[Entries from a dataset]
* Begin *
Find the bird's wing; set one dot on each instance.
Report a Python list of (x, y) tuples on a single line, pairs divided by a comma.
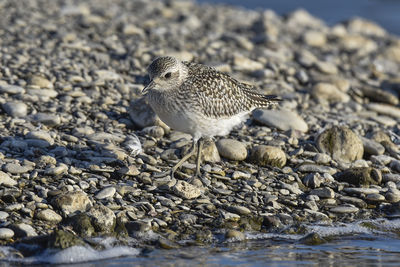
[(221, 95)]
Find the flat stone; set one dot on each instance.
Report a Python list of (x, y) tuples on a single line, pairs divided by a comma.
[(281, 119), (23, 230), (16, 168), (343, 209), (15, 109), (186, 190), (341, 144), (50, 120), (232, 149), (6, 233), (107, 192), (11, 89), (49, 216), (6, 180), (72, 202), (328, 92), (324, 192), (268, 156), (41, 135)]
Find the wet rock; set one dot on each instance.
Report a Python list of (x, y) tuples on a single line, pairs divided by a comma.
[(15, 109), (72, 202), (103, 219), (341, 144), (186, 190), (328, 92), (232, 149), (268, 156), (360, 176), (48, 215), (6, 180), (6, 233), (281, 119)]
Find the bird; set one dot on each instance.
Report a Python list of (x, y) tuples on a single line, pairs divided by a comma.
[(199, 100)]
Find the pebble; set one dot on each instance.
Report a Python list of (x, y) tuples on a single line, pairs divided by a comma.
[(344, 209), (185, 190), (15, 109), (6, 233), (107, 192), (6, 180), (282, 119), (341, 144), (268, 156), (232, 149), (49, 216), (328, 92)]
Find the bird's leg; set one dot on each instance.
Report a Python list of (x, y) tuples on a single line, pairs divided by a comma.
[(198, 160), (184, 158)]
* End *
## Written problem
Copy out word for word the lines from the one containing "Find the bird; set one dot on each instance." through the one containing "[(199, 100)]", including both of those lines.

## Exercise response
Find the bird; set one dot on each instance.
Report a Python list of (x, y) tuples on a single line, pairs divided by a comma.
[(199, 100)]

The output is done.